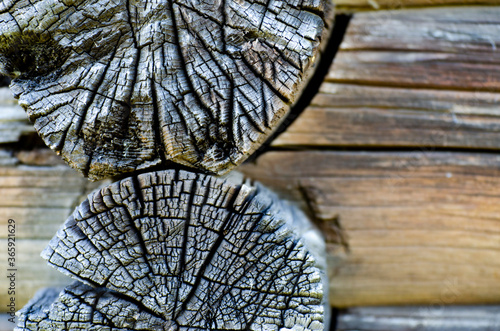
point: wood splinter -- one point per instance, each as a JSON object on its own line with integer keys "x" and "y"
{"x": 175, "y": 250}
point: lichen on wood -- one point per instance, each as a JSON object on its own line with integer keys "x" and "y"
{"x": 121, "y": 85}
{"x": 174, "y": 250}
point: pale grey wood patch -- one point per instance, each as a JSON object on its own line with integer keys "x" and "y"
{"x": 436, "y": 317}
{"x": 116, "y": 86}
{"x": 185, "y": 250}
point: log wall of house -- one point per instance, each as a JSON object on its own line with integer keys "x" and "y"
{"x": 396, "y": 159}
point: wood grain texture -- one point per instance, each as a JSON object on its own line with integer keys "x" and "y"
{"x": 401, "y": 228}
{"x": 13, "y": 120}
{"x": 350, "y": 6}
{"x": 175, "y": 250}
{"x": 423, "y": 318}
{"x": 426, "y": 77}
{"x": 124, "y": 85}
{"x": 39, "y": 199}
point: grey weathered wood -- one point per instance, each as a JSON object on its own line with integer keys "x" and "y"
{"x": 173, "y": 250}
{"x": 438, "y": 317}
{"x": 118, "y": 86}
{"x": 13, "y": 121}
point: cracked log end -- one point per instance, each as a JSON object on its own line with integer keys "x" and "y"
{"x": 174, "y": 250}
{"x": 127, "y": 84}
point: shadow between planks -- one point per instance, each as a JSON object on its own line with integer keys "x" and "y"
{"x": 396, "y": 159}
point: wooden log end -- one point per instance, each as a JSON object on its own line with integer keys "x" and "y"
{"x": 202, "y": 84}
{"x": 174, "y": 250}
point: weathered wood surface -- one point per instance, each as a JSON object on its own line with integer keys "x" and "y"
{"x": 424, "y": 318}
{"x": 401, "y": 228}
{"x": 426, "y": 77}
{"x": 420, "y": 225}
{"x": 115, "y": 87}
{"x": 175, "y": 250}
{"x": 38, "y": 198}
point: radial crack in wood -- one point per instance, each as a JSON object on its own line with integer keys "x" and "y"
{"x": 174, "y": 248}
{"x": 121, "y": 85}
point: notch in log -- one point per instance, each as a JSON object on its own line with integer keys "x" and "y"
{"x": 174, "y": 250}
{"x": 124, "y": 85}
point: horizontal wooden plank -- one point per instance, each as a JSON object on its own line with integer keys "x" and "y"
{"x": 399, "y": 226}
{"x": 437, "y": 317}
{"x": 426, "y": 77}
{"x": 357, "y": 5}
{"x": 38, "y": 198}
{"x": 32, "y": 273}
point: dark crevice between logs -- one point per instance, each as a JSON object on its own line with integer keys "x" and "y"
{"x": 312, "y": 88}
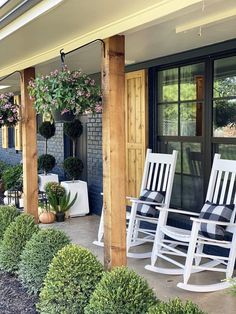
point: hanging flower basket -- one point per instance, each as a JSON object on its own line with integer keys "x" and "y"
{"x": 59, "y": 116}
{"x": 9, "y": 112}
{"x": 65, "y": 91}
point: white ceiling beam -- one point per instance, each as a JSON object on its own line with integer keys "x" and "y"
{"x": 206, "y": 20}
{"x": 142, "y": 17}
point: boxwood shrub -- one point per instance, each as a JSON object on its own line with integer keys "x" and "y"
{"x": 175, "y": 306}
{"x": 70, "y": 281}
{"x": 7, "y": 216}
{"x": 121, "y": 291}
{"x": 37, "y": 255}
{"x": 14, "y": 241}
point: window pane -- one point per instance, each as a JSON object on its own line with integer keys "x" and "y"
{"x": 168, "y": 85}
{"x": 191, "y": 119}
{"x": 168, "y": 119}
{"x": 192, "y": 198}
{"x": 227, "y": 151}
{"x": 224, "y": 118}
{"x": 192, "y": 82}
{"x": 225, "y": 77}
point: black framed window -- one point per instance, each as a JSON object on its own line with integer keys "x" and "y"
{"x": 195, "y": 113}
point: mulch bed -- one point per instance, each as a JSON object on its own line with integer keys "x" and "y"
{"x": 14, "y": 298}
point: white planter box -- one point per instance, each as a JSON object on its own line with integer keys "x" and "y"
{"x": 45, "y": 178}
{"x": 81, "y": 206}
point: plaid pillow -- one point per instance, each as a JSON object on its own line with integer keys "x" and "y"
{"x": 215, "y": 212}
{"x": 150, "y": 196}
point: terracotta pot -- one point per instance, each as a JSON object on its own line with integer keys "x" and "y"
{"x": 47, "y": 217}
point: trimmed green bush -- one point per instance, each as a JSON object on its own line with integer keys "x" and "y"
{"x": 37, "y": 255}
{"x": 47, "y": 129}
{"x": 71, "y": 279}
{"x": 12, "y": 177}
{"x": 46, "y": 162}
{"x": 14, "y": 241}
{"x": 121, "y": 291}
{"x": 175, "y": 306}
{"x": 7, "y": 216}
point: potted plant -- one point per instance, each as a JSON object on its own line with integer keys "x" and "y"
{"x": 73, "y": 167}
{"x": 46, "y": 216}
{"x": 65, "y": 91}
{"x": 9, "y": 111}
{"x": 46, "y": 162}
{"x": 59, "y": 200}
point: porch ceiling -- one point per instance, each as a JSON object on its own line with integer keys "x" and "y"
{"x": 149, "y": 27}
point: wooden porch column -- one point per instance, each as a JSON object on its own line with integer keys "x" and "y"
{"x": 29, "y": 147}
{"x": 113, "y": 132}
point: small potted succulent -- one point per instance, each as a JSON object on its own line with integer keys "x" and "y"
{"x": 59, "y": 200}
{"x": 9, "y": 111}
{"x": 65, "y": 91}
{"x": 46, "y": 162}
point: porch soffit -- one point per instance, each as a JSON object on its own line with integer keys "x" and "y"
{"x": 41, "y": 39}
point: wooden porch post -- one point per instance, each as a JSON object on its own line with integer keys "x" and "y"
{"x": 29, "y": 147}
{"x": 113, "y": 126}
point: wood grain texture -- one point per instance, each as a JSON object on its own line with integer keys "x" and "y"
{"x": 29, "y": 146}
{"x": 136, "y": 117}
{"x": 113, "y": 83}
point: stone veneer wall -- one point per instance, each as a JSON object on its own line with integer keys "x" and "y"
{"x": 55, "y": 147}
{"x": 94, "y": 162}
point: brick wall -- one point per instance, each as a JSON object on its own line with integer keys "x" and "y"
{"x": 94, "y": 162}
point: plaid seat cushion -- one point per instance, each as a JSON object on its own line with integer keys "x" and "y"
{"x": 150, "y": 196}
{"x": 215, "y": 212}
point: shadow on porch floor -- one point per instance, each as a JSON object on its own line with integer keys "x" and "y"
{"x": 83, "y": 231}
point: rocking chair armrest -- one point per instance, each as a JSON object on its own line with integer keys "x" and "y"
{"x": 178, "y": 211}
{"x": 214, "y": 222}
{"x": 136, "y": 200}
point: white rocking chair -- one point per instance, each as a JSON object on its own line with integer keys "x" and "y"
{"x": 221, "y": 190}
{"x": 158, "y": 175}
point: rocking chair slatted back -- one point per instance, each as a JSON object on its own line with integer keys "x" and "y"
{"x": 222, "y": 184}
{"x": 158, "y": 174}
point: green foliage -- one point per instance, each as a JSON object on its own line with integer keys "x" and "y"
{"x": 47, "y": 129}
{"x": 73, "y": 167}
{"x": 55, "y": 188}
{"x": 46, "y": 162}
{"x": 71, "y": 279}
{"x": 65, "y": 91}
{"x": 3, "y": 167}
{"x": 37, "y": 255}
{"x": 121, "y": 291}
{"x": 7, "y": 216}
{"x": 14, "y": 241}
{"x": 175, "y": 306}
{"x": 13, "y": 177}
{"x": 73, "y": 129}
{"x": 61, "y": 204}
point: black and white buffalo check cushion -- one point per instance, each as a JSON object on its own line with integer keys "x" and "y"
{"x": 215, "y": 212}
{"x": 149, "y": 196}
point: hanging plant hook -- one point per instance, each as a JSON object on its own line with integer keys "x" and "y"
{"x": 63, "y": 54}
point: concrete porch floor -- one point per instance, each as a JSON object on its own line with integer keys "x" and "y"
{"x": 83, "y": 231}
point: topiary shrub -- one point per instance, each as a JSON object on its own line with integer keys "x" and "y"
{"x": 73, "y": 167}
{"x": 121, "y": 291}
{"x": 12, "y": 178}
{"x": 14, "y": 241}
{"x": 46, "y": 162}
{"x": 7, "y": 216}
{"x": 47, "y": 129}
{"x": 71, "y": 279}
{"x": 175, "y": 306}
{"x": 37, "y": 255}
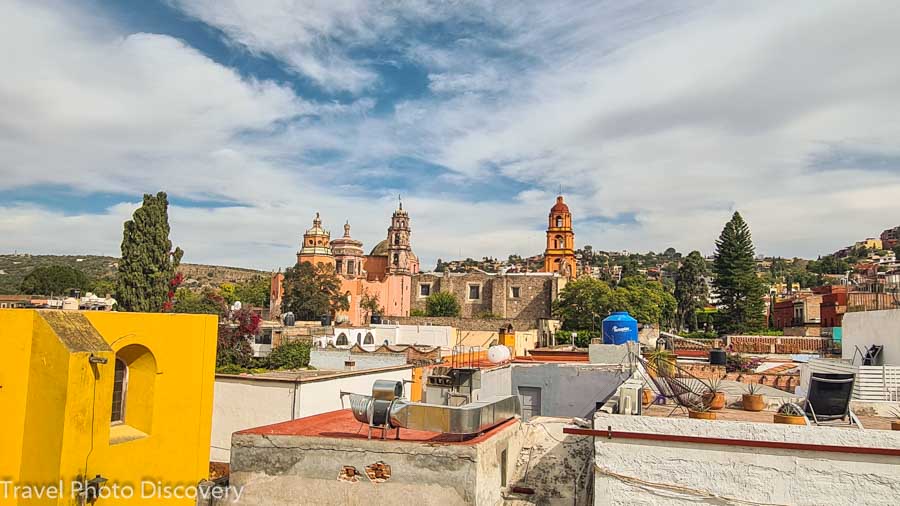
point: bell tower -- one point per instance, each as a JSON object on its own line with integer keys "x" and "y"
{"x": 559, "y": 256}
{"x": 400, "y": 256}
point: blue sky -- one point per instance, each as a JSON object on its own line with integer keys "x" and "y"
{"x": 656, "y": 119}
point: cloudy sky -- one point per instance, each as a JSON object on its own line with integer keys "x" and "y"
{"x": 657, "y": 120}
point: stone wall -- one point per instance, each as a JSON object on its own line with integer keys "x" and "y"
{"x": 536, "y": 293}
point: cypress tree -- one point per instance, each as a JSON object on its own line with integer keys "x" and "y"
{"x": 148, "y": 262}
{"x": 690, "y": 289}
{"x": 739, "y": 289}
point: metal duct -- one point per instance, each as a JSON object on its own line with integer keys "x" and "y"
{"x": 467, "y": 419}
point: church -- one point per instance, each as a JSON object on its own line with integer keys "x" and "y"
{"x": 391, "y": 272}
{"x": 386, "y": 272}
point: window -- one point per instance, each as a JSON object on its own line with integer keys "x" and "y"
{"x": 120, "y": 389}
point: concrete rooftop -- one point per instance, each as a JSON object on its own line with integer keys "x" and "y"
{"x": 342, "y": 425}
{"x": 739, "y": 415}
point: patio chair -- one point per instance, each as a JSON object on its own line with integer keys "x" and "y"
{"x": 828, "y": 399}
{"x": 676, "y": 384}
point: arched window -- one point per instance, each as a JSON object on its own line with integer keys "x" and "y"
{"x": 120, "y": 389}
{"x": 134, "y": 380}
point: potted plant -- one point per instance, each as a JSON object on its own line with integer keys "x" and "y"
{"x": 715, "y": 398}
{"x": 647, "y": 396}
{"x": 752, "y": 400}
{"x": 701, "y": 412}
{"x": 662, "y": 361}
{"x": 791, "y": 414}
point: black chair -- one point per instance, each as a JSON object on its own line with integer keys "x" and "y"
{"x": 829, "y": 398}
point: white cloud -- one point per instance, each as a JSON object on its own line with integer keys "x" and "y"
{"x": 674, "y": 117}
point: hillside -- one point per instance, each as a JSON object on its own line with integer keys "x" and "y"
{"x": 14, "y": 268}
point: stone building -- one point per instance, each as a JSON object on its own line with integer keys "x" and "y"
{"x": 384, "y": 273}
{"x": 526, "y": 295}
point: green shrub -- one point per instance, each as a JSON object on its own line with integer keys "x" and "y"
{"x": 290, "y": 355}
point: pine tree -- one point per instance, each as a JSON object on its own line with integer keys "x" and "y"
{"x": 690, "y": 289}
{"x": 148, "y": 262}
{"x": 739, "y": 289}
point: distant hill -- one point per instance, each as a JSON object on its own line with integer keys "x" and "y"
{"x": 14, "y": 268}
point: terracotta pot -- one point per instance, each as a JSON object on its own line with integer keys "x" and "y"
{"x": 646, "y": 396}
{"x": 715, "y": 400}
{"x": 702, "y": 415}
{"x": 754, "y": 402}
{"x": 790, "y": 419}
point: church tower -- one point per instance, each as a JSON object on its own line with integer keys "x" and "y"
{"x": 401, "y": 259}
{"x": 560, "y": 253}
{"x": 316, "y": 245}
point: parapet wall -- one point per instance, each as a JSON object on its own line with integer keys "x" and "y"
{"x": 634, "y": 471}
{"x": 490, "y": 324}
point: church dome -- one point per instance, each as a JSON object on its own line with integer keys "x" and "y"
{"x": 380, "y": 249}
{"x": 560, "y": 206}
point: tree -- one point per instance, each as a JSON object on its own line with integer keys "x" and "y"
{"x": 54, "y": 280}
{"x": 739, "y": 289}
{"x": 311, "y": 292}
{"x": 370, "y": 304}
{"x": 441, "y": 304}
{"x": 583, "y": 303}
{"x": 235, "y": 333}
{"x": 148, "y": 262}
{"x": 690, "y": 290}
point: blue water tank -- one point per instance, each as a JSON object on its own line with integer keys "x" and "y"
{"x": 619, "y": 328}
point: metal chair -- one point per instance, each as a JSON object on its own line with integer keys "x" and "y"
{"x": 828, "y": 399}
{"x": 676, "y": 384}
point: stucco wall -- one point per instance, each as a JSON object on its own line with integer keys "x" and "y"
{"x": 568, "y": 390}
{"x": 761, "y": 475}
{"x": 246, "y": 402}
{"x": 287, "y": 470}
{"x": 332, "y": 359}
{"x": 865, "y": 328}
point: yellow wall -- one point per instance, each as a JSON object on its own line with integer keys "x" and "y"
{"x": 63, "y": 402}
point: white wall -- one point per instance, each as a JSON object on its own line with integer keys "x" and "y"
{"x": 244, "y": 403}
{"x": 865, "y": 328}
{"x": 672, "y": 473}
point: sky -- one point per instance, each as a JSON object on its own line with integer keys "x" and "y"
{"x": 656, "y": 119}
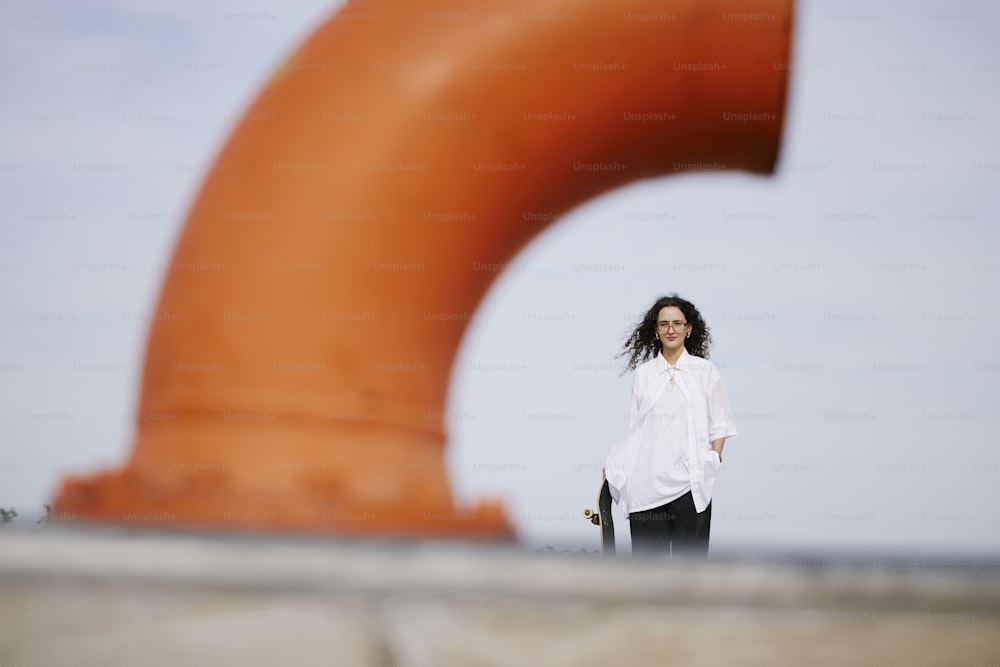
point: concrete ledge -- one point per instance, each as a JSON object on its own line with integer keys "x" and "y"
{"x": 106, "y": 597}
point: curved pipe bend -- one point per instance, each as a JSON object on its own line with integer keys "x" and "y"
{"x": 321, "y": 286}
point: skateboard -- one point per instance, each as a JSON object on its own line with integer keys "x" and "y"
{"x": 602, "y": 517}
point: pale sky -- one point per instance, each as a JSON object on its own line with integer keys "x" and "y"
{"x": 851, "y": 296}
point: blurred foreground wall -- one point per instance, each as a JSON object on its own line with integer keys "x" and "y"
{"x": 97, "y": 598}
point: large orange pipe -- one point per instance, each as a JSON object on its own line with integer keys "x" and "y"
{"x": 296, "y": 375}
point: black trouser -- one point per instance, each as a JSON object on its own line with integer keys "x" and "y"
{"x": 671, "y": 529}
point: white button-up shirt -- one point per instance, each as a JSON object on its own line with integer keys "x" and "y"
{"x": 708, "y": 417}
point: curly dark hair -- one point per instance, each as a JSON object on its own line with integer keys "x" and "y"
{"x": 642, "y": 344}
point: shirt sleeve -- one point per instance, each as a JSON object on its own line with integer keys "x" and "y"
{"x": 721, "y": 423}
{"x": 633, "y": 413}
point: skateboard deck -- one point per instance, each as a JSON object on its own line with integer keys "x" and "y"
{"x": 602, "y": 518}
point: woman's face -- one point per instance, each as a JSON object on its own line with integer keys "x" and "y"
{"x": 672, "y": 328}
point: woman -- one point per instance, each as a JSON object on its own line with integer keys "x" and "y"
{"x": 662, "y": 471}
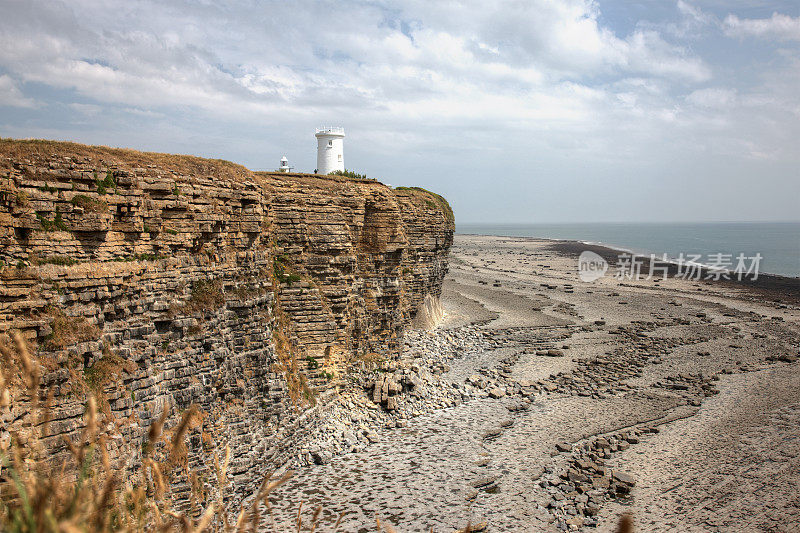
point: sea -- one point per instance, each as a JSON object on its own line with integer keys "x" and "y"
{"x": 778, "y": 243}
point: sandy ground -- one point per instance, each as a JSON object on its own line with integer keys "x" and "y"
{"x": 726, "y": 459}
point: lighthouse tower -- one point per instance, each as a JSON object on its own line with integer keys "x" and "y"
{"x": 330, "y": 150}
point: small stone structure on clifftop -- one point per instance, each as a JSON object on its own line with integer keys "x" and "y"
{"x": 162, "y": 281}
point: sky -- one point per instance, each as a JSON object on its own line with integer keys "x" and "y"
{"x": 536, "y": 111}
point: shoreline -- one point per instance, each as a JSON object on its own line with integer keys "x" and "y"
{"x": 776, "y": 287}
{"x": 589, "y": 382}
{"x": 613, "y": 247}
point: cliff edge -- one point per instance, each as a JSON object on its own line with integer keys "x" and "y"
{"x": 156, "y": 281}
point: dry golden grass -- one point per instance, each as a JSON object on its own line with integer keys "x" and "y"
{"x": 86, "y": 494}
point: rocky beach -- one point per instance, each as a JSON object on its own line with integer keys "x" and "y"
{"x": 543, "y": 403}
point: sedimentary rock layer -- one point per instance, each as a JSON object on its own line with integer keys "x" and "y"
{"x": 158, "y": 281}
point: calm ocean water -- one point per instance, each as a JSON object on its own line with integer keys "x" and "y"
{"x": 778, "y": 243}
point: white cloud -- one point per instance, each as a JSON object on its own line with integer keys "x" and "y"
{"x": 10, "y": 94}
{"x": 712, "y": 97}
{"x": 779, "y": 26}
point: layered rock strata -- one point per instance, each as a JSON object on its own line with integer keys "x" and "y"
{"x": 158, "y": 281}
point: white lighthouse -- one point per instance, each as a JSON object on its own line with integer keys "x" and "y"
{"x": 330, "y": 150}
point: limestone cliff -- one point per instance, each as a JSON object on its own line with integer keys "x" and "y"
{"x": 164, "y": 281}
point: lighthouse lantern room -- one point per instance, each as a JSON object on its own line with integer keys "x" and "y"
{"x": 330, "y": 149}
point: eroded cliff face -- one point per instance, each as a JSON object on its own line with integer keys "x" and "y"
{"x": 157, "y": 281}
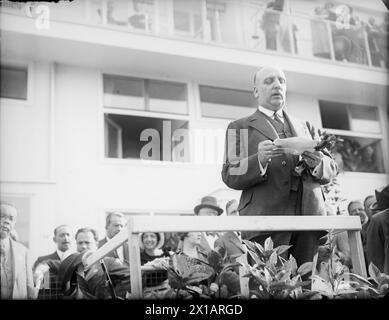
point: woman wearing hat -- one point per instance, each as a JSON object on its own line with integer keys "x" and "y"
{"x": 151, "y": 244}
{"x": 191, "y": 260}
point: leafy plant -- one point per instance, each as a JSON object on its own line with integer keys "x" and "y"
{"x": 274, "y": 277}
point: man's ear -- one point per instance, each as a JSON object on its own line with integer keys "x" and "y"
{"x": 256, "y": 93}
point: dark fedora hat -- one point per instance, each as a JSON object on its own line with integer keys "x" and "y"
{"x": 382, "y": 201}
{"x": 208, "y": 202}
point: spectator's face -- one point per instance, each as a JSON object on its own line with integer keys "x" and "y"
{"x": 7, "y": 220}
{"x": 86, "y": 241}
{"x": 62, "y": 238}
{"x": 368, "y": 202}
{"x": 270, "y": 88}
{"x": 150, "y": 240}
{"x": 116, "y": 224}
{"x": 232, "y": 210}
{"x": 357, "y": 209}
{"x": 193, "y": 238}
{"x": 207, "y": 212}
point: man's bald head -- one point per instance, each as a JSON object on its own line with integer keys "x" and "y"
{"x": 270, "y": 88}
{"x": 8, "y": 215}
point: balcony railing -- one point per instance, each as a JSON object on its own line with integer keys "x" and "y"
{"x": 238, "y": 24}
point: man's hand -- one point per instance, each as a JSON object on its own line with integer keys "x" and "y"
{"x": 268, "y": 150}
{"x": 312, "y": 159}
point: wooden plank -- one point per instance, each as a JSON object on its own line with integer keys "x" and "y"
{"x": 112, "y": 244}
{"x": 244, "y": 281}
{"x": 357, "y": 255}
{"x": 134, "y": 257}
{"x": 245, "y": 223}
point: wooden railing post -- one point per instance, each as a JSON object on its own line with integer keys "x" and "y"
{"x": 357, "y": 255}
{"x": 134, "y": 260}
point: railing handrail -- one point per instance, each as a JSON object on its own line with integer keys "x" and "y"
{"x": 241, "y": 223}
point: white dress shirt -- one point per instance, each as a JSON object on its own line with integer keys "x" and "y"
{"x": 280, "y": 113}
{"x": 64, "y": 254}
{"x": 119, "y": 251}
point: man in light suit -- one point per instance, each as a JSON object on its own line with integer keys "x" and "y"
{"x": 16, "y": 272}
{"x": 231, "y": 241}
{"x": 62, "y": 240}
{"x": 115, "y": 222}
{"x": 273, "y": 181}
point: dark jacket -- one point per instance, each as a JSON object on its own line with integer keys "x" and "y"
{"x": 378, "y": 241}
{"x": 269, "y": 194}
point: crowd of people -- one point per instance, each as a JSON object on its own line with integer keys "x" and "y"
{"x": 23, "y": 281}
{"x": 280, "y": 169}
{"x": 348, "y": 33}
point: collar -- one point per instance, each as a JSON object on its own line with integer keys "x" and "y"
{"x": 6, "y": 244}
{"x": 63, "y": 254}
{"x": 270, "y": 113}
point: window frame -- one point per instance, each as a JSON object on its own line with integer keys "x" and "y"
{"x": 142, "y": 113}
{"x": 29, "y": 66}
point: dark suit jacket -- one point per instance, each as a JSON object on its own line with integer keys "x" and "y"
{"x": 114, "y": 253}
{"x": 378, "y": 241}
{"x": 231, "y": 243}
{"x": 269, "y": 194}
{"x": 55, "y": 291}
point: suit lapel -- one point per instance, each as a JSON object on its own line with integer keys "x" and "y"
{"x": 233, "y": 239}
{"x": 298, "y": 128}
{"x": 260, "y": 122}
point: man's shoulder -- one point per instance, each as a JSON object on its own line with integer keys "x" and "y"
{"x": 19, "y": 247}
{"x": 51, "y": 256}
{"x": 242, "y": 122}
{"x": 102, "y": 242}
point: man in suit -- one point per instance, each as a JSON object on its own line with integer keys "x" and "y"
{"x": 208, "y": 207}
{"x": 115, "y": 222}
{"x": 62, "y": 240}
{"x": 274, "y": 181}
{"x": 378, "y": 232}
{"x": 231, "y": 241}
{"x": 16, "y": 272}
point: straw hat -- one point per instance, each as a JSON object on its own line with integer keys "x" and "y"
{"x": 160, "y": 243}
{"x": 208, "y": 202}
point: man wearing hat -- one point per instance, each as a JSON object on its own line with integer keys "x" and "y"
{"x": 378, "y": 232}
{"x": 208, "y": 207}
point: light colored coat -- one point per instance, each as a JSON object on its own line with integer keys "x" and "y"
{"x": 22, "y": 273}
{"x": 269, "y": 194}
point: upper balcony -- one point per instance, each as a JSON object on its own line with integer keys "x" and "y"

▶ [TASK BRIEF]: Set down, unchanged, the line that contains "point: window frame" together with every later line in the records, through the last one.

▶ [ANSWER TO THE TASK]:
point: window frame -- one point per instance, each as a JSON object on its own line with integer keys "x" and "y"
{"x": 142, "y": 113}
{"x": 29, "y": 66}
point: dark suit jacket -- one point per instance, each as a JSON object on its own line with integer keys "x" and "y"
{"x": 114, "y": 253}
{"x": 378, "y": 241}
{"x": 231, "y": 243}
{"x": 269, "y": 194}
{"x": 55, "y": 291}
point: suit lapel -- one point per instance, each as a JSON object on its own line with integer keys "x" and "y"
{"x": 233, "y": 239}
{"x": 298, "y": 128}
{"x": 260, "y": 122}
point: man's shoulder -- one point per instance, each as a JSON object on its own line with integer keys "x" and "y"
{"x": 19, "y": 247}
{"x": 51, "y": 256}
{"x": 242, "y": 122}
{"x": 102, "y": 242}
point: man in suit -- one point per instance, each as a JSON object on its own line with integer keys "x" and "y"
{"x": 208, "y": 207}
{"x": 115, "y": 222}
{"x": 62, "y": 240}
{"x": 274, "y": 181}
{"x": 378, "y": 232}
{"x": 231, "y": 241}
{"x": 16, "y": 272}
point: straw hat -- one point per instance, each as a JSON object on its own line with integer keys "x" and "y"
{"x": 160, "y": 243}
{"x": 208, "y": 202}
point: man wearing hat -- one point per instance, each as a JSON object on its own line with integer keys "x" and "y"
{"x": 378, "y": 232}
{"x": 208, "y": 207}
point: light colored coat -- one point per instance, each as a JSON object on its own line with integer keys "x" and "y"
{"x": 22, "y": 273}
{"x": 269, "y": 194}
point: upper balcony -- one point per instance, each as a JSON object on its own line with integer keys "x" and "y"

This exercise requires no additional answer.